Line by line, print the records exactly as they are, dropping the pictures.
● ● ● ●
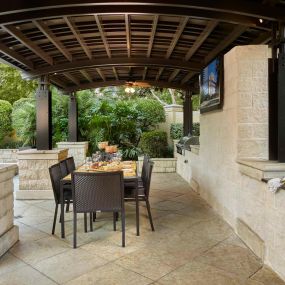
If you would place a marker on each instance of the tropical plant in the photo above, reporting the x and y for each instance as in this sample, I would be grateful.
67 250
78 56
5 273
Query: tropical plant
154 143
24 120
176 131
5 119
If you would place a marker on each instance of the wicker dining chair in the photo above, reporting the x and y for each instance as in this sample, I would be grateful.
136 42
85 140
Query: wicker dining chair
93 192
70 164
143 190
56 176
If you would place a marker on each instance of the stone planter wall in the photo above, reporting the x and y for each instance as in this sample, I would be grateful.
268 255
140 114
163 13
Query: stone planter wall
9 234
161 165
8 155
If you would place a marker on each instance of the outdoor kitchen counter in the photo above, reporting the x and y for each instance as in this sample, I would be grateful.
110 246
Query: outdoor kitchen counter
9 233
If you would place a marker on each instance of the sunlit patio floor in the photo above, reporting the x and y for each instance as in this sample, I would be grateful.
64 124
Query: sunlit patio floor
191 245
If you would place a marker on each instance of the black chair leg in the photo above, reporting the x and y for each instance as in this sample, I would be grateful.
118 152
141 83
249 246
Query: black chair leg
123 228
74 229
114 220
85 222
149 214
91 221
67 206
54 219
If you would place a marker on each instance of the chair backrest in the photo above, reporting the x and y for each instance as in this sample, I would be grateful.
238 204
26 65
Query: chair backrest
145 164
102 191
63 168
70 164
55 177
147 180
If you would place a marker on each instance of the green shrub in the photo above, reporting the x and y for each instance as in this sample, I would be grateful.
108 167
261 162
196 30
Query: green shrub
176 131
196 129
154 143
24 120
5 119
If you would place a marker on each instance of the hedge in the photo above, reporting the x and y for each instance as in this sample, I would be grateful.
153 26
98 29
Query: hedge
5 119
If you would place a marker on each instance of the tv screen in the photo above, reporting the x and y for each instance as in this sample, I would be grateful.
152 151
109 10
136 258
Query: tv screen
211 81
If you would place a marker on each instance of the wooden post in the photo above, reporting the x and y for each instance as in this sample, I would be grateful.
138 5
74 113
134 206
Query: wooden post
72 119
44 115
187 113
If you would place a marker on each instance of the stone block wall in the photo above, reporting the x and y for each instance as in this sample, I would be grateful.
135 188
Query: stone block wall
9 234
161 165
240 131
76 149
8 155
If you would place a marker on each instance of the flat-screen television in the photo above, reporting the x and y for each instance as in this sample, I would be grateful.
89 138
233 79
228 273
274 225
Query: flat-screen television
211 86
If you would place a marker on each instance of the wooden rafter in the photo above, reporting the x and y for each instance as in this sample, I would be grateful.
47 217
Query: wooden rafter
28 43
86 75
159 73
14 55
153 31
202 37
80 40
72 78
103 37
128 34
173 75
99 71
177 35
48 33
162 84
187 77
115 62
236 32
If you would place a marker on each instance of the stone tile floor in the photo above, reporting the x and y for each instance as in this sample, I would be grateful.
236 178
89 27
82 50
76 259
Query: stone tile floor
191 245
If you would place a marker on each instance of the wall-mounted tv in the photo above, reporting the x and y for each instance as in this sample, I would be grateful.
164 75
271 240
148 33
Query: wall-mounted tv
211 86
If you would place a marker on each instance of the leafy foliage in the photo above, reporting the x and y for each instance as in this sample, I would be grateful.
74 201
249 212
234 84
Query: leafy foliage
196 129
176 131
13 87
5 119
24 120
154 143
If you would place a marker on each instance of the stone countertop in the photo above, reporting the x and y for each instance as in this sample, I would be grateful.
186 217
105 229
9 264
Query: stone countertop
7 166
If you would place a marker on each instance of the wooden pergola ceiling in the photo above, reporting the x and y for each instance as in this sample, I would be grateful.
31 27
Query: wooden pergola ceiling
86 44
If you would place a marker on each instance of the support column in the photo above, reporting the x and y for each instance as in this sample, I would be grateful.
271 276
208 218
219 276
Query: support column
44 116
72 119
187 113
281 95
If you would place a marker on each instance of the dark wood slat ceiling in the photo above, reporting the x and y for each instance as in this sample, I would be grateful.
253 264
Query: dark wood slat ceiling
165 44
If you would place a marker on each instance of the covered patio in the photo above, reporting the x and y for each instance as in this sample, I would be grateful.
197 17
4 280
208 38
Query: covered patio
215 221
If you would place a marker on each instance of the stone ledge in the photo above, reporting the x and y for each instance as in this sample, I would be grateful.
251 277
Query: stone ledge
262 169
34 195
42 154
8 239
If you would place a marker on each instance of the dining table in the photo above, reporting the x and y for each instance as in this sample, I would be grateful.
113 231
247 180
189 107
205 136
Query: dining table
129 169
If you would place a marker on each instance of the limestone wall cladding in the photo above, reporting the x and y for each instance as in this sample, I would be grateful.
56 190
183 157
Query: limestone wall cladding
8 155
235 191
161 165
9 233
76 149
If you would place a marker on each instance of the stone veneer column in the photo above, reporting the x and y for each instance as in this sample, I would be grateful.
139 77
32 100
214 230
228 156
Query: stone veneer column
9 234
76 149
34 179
● ● ● ●
### FINISHED EXERCISE:
If you would place a marker on each instance of the tropical plant in the photo above, reporting the x and y for each instance as in this sample, I would be grateful.
67 250
78 56
5 273
Query: tropical plant
154 143
24 120
176 131
5 119
If you would place a marker on each instance of the wicker dining chair in the photo above, reporting the x and y for each instance as in this sample, I would be grateful.
136 42
85 140
Query: wicker dining chair
93 192
70 164
143 190
56 176
If you would place a marker on each instance of the stone planter wall in the photo above, reporting the x and y for each instance as in this sample, I would be grateful.
268 255
140 114
163 13
Query: stone planter wall
9 234
161 165
8 155
If you would place a marker on each instance of the outdoor kitchen counter in the photo above, reporting the x and y for each instance as in this sample, I would be grateful.
110 246
Query: outdoor kitchen counter
9 233
If you would place a marker on each instance of the sunlit patio floor in the photo above, reporting the x and y for each instance as in this sample, I would be grateful.
64 124
Query: sunlit patio floor
191 245
If you would place a marker on each instance of the black chair leg in the photo above, reporting the x and y for each instance as in this sample, I would be grateful.
118 152
141 83
249 246
Query: black chair leg
123 228
74 229
114 220
85 222
149 214
91 221
67 206
54 219
If you would place a marker on each instance of the chair backrest in the photo above, reporting the x and y for each instance as in this sample, I would be grateful.
238 204
26 65
Query: chair backrest
145 164
102 191
63 168
70 164
55 177
147 180
If you would place a marker on each instance of the green shrub in the photo above, reporting the x and y for each instance as in this sample, I would be grateful.
108 167
261 162
196 30
Query: green shrub
176 131
196 129
154 143
24 120
5 119
If you would place a marker on each instance of the hedge in the photo above, reporting the x and y for each instance as in this sample, I would be grateful.
153 26
98 29
Query: hedge
5 119
If you would place a marker on each instance of the tv screen in the photo above, reporting the x and y for each instance as in this sample, I would be grateful.
152 151
109 10
136 258
Query: tv screen
211 81
If you would place a marker on each instance of the wooden post in the photo above, reporting the x and y for each instance as in this sample, I would be grateful.
138 5
74 113
134 206
Query: wooden post
72 119
44 115
187 113
If you would place a marker on each instance of the stone block wall in the photo above, reporting the x and y for each instance as in this sample, I would be grateful.
135 188
Query: stone block wall
9 234
161 165
240 131
76 149
8 155
If you would place a marker on each instance of the flat-screen television in the photo above, reporting the x and y for each instance as in this sample, I would be grateful.
89 138
233 79
228 273
274 225
Query: flat-screen television
211 86
If you would place a marker on each instance of the wooden rafter in the photo above, reporting the x and y for each instance as in this sample, I would be grateful.
47 217
Query: wooden rafter
28 43
86 75
159 73
14 55
153 31
202 37
80 40
72 78
103 37
128 34
173 75
99 71
177 35
48 33
162 84
187 77
115 62
236 32
If you would place a marker on each instance of the stone tile floor in the photo above, reporting the x and y for each instance as in this sample, I would be grateful.
236 178
89 27
82 50
76 259
Query: stone tile floor
191 245
If you would place a marker on each instance of the wall-mounted tv in the photo above, reporting the x and y for each instance as in this sample, I would be grateful.
164 75
271 240
148 33
Query: wall-mounted tv
211 86
If you would place a marker on each instance of the leafy foliage in the photo above, reporting the x and y for each instance as in this sample, I would be grateful.
74 201
249 212
234 84
Query: leafy foliage
196 129
176 131
13 87
5 119
24 120
154 143
If you would place a marker on each instance of the stone countertop in the photo above, reporting the x and y for each instance as in this sample, I would be grateful.
186 217
105 229
9 264
Query: stone countertop
7 166
If you would place a marker on each instance of the wooden pergola ceiling in the photo above, reporting the x and y for each instance as in this sample, I would be grateful.
31 27
Query: wooden pergola ceiling
86 44
If you would place a marker on each instance of the support column in the photo above, reporting the x and y for each instance as in this sample, I would be grateful.
271 276
208 218
219 276
Query: support column
44 116
72 119
187 113
281 95
If you would place a marker on each instance of the dark wood slat ceiling in the photo above, reporting the x and y for each instance as in this sample, I would be grateful.
253 264
Query: dark wood slat ceiling
165 44
If you would place a marker on each instance of the covered patio in the photo above, reporting the x and y for each instance as in this sample, I would be grateful.
197 17
4 280
208 38
Query: covered patio
215 221
If you would place a marker on each instance of the stone ledge in the photo above, reporting the x and y for each instance as in this sample, I would be grateful.
251 277
Query: stone ledge
262 169
34 195
42 154
8 239
If you would place a marker on each instance of the dining table in the photo above, reporting the x and y for each instance as in this sample, I would be grateful.
113 231
247 180
189 107
205 136
Query: dining table
129 169
If you would place a marker on each instance of the limestone wall cladding in the photo above, reporting the x and y for each instance as in this sample, I would be grateful.
56 190
183 157
Query: limestone wall cladding
8 155
235 191
161 165
9 233
76 149
If you would place a marker on each instance of the stone veneer column in the photo above, reporting the x and y for each instance as in this sample, I would be grateful.
139 77
32 100
214 230
228 156
Query: stone veneer column
9 234
76 149
34 179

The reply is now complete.